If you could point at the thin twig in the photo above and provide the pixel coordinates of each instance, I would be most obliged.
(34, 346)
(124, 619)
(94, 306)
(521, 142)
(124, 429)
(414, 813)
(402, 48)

## Your objective
Reproduce the entries above in full, verbatim.

## Finished task
If you could point at the thin twig in the photo above and provide the pixel coordinates of each instance, I would be most obliged.
(34, 346)
(124, 619)
(94, 306)
(521, 142)
(124, 429)
(414, 813)
(402, 48)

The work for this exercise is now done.